• Exercise task A
In the entries below, substitute "cloudy sky" for "overcast sky" from the first line through the line containing "148 78 L 256", leaving everything else unchanged. Return only that stretch, and leave out the picture.

• Text section
This is gonna be a fairly long post I think as I try and explain this. It's for work, but i'm struggling to find a way through it and am looking for ideas of any sort.

Here's the deal, I am the administrator of some incident management software (trouble ticketing program). When tickets are opened/closed on behalf of end-users the system generates emails that pull fields from the ticket (like incident description, close description, target resolution date, priority etc etc etc) into it.

Now the crappy part is that this system by default isn't smart enough to do HTML emails. It can only handle plain text which we all know looks horrible. Even more so, if the ticket description happens to be an email string, it's nearly impossible to decipher where the start and end of the incident descriptions are cause everything looks the same in plain text.

So....I found a neat piece of third-party software that is essentially a Win32 command line utility that sends email using SMTP. It allows me to send my emails in HTML.

Here's the simplified break down of how that happens:
1. Via the incident management software, a file gets written to disk in an HTML file (all html coding). In it, I can randomly pull field out of the ticket (incident description, solution, dates etc etc).
2. The incident management software writes the persons email address to a text file.
3. The incident management software then calls the win32 command line utility which then says, send an email using the HTML document created in step 1 and send it to the email address from step 2.

So that builds me a wonderfully formatted HTML email that looks about eleventy billion times better than the plain text.


The issue is....when I pull fields like the incident description, or solution which have potential to be very long, include email signatures, or be strings of emails long, they get pulled into the HTML file in plain text. When this plain text shows up in the middle of an HTML coded document it looks like . There's obviously no formatting to the plain text portion, so there's no carriage returns or anything. Everything is jumbled together. If the field has a short amount of info or a single paragraph, it's fine, but if not...you're screwed.



So....i'm looking for ideas to fix this.


1. Original idea was to put the description into an i-frame. That looks fantastic in the HTML document and fixes a number of things I didn't necessarily like. Porblem here is that Microsoft blocks iframes in emails as they're a security vulnerability. Makes sense.

• Exercise task B
According to the post about ticket emails, why does Microsoft block iframes in emails?

• Provided material

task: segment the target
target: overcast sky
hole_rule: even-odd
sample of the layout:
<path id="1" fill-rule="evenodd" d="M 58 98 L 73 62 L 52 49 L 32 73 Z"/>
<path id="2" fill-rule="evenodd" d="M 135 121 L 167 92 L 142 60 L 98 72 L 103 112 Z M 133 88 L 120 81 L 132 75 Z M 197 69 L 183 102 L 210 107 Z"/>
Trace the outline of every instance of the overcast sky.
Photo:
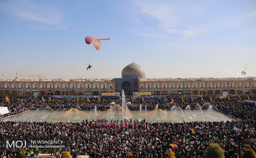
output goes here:
<path id="1" fill-rule="evenodd" d="M 148 78 L 256 76 L 255 0 L 2 0 L 0 19 L 1 74 L 121 77 L 134 60 Z"/>

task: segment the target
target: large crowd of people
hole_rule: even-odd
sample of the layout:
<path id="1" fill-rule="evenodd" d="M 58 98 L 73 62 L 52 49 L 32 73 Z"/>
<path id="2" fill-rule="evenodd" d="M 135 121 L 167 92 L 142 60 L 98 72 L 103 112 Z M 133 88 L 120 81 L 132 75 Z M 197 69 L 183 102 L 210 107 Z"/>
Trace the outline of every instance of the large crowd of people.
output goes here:
<path id="1" fill-rule="evenodd" d="M 255 100 L 251 97 L 251 100 Z M 209 103 L 216 110 L 237 118 L 239 121 L 227 122 L 191 123 L 148 123 L 146 121 L 84 121 L 81 123 L 47 122 L 0 122 L 0 155 L 15 157 L 17 149 L 6 148 L 6 140 L 62 140 L 65 146 L 62 150 L 70 150 L 81 155 L 92 157 L 125 157 L 128 152 L 135 157 L 167 157 L 167 150 L 171 148 L 176 157 L 204 157 L 211 142 L 219 144 L 226 157 L 237 157 L 237 144 L 243 145 L 248 139 L 255 138 L 256 106 L 237 97 L 227 99 L 209 97 L 195 98 L 126 98 L 130 110 L 146 108 L 152 110 L 158 108 L 170 110 L 178 105 L 185 110 L 190 105 L 192 110 L 198 104 L 202 106 Z M 42 101 L 38 99 L 0 99 L 0 106 L 7 106 L 10 114 L 5 117 L 29 110 L 53 110 L 59 108 L 77 108 L 91 110 L 96 106 L 99 110 L 110 108 L 111 103 L 122 103 L 121 99 L 86 99 L 76 101 L 52 99 Z M 240 131 L 234 130 L 234 126 Z M 175 144 L 175 146 L 173 146 Z M 176 147 L 174 147 L 176 146 Z M 53 152 L 54 150 L 40 149 L 42 152 Z"/>

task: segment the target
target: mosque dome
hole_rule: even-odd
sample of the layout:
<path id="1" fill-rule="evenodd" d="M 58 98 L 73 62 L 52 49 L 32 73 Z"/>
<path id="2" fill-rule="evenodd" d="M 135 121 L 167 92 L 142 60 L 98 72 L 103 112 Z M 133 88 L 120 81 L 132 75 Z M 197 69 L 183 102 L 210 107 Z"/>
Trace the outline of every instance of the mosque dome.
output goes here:
<path id="1" fill-rule="evenodd" d="M 125 66 L 122 70 L 122 78 L 145 78 L 144 68 L 134 62 Z"/>

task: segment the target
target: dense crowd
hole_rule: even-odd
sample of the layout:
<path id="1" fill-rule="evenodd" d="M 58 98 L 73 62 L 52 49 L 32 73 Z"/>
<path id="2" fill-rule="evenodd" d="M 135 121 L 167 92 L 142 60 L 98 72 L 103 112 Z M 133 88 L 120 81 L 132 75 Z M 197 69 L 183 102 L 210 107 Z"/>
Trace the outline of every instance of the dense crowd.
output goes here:
<path id="1" fill-rule="evenodd" d="M 7 157 L 15 157 L 16 150 L 6 148 L 6 141 L 9 140 L 62 140 L 66 147 L 78 154 L 89 155 L 92 157 L 125 157 L 128 152 L 135 157 L 167 157 L 167 151 L 172 148 L 176 157 L 204 157 L 211 142 L 216 142 L 224 149 L 226 157 L 237 157 L 238 143 L 245 144 L 248 139 L 255 138 L 255 129 L 256 107 L 238 98 L 220 99 L 213 97 L 192 100 L 184 98 L 148 98 L 132 101 L 128 106 L 131 110 L 139 110 L 139 107 L 148 110 L 158 108 L 170 110 L 174 105 L 185 110 L 190 105 L 192 110 L 198 104 L 202 107 L 210 103 L 216 110 L 239 119 L 239 121 L 227 122 L 191 122 L 191 123 L 147 123 L 145 121 L 84 121 L 82 123 L 30 123 L 0 122 L 0 155 L 4 152 Z M 255 100 L 255 97 L 251 97 Z M 45 99 L 46 100 L 46 99 Z M 23 99 L 18 101 L 10 99 L 6 102 L 4 98 L 0 106 L 7 106 L 11 115 L 29 110 L 51 107 L 58 108 L 80 108 L 91 110 L 96 106 L 98 110 L 106 110 L 111 103 L 121 104 L 121 99 L 91 99 L 90 103 L 75 99 Z M 140 106 L 141 105 L 141 106 Z M 205 106 L 207 108 L 206 106 Z M 204 106 L 203 106 L 204 107 Z M 2 117 L 6 117 L 4 115 Z M 234 130 L 234 126 L 242 132 Z M 194 132 L 192 131 L 193 130 Z M 172 144 L 177 145 L 172 147 Z M 51 152 L 44 150 L 42 152 Z M 1 153 L 2 152 L 2 153 Z"/>

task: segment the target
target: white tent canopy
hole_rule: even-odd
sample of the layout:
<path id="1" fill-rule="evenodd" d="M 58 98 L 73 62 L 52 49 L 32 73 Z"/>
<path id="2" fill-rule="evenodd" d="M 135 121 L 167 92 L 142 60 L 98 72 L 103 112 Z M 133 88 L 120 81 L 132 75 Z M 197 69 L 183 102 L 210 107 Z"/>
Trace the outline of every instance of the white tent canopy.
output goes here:
<path id="1" fill-rule="evenodd" d="M 7 107 L 0 106 L 0 115 L 4 115 L 7 113 L 10 113 L 9 110 L 8 110 Z"/>

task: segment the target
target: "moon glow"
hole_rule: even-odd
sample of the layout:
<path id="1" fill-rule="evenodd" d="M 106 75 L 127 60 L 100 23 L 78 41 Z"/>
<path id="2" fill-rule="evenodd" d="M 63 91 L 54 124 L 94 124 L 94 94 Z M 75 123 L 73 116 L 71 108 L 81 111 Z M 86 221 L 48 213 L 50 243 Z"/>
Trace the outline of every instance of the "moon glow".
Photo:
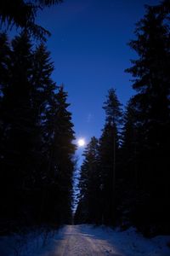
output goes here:
<path id="1" fill-rule="evenodd" d="M 77 144 L 78 144 L 78 147 L 84 147 L 86 144 L 84 138 L 79 138 L 77 141 Z"/>

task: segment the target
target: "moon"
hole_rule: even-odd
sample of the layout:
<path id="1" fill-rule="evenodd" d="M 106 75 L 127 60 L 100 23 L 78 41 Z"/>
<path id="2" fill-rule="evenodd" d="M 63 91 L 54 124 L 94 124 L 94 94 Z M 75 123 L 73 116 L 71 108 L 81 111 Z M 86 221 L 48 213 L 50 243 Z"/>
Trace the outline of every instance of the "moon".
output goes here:
<path id="1" fill-rule="evenodd" d="M 86 145 L 86 142 L 84 138 L 79 138 L 77 140 L 78 147 L 84 147 Z"/>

• Exercise result A
task: segment the target
target: cloudy sky
hole_rule: even-odd
sample of the layout:
<path id="1" fill-rule="evenodd" d="M 58 98 L 73 62 L 52 49 L 32 73 Z"/>
<path id="2" fill-rule="evenodd" d="M 135 121 L 167 92 L 142 60 L 98 72 L 103 112 Z M 133 88 L 120 81 L 132 75 Z M 197 69 L 183 102 L 210 107 Z"/>
Trace the outline of every instance of the cloudy sky.
Photo:
output goes here:
<path id="1" fill-rule="evenodd" d="M 148 78 L 256 76 L 255 0 L 2 0 L 0 19 L 1 74 L 121 77 L 134 60 Z"/>

• Exercise result B
Microsoft blocks them because iframes are a security vulnerability.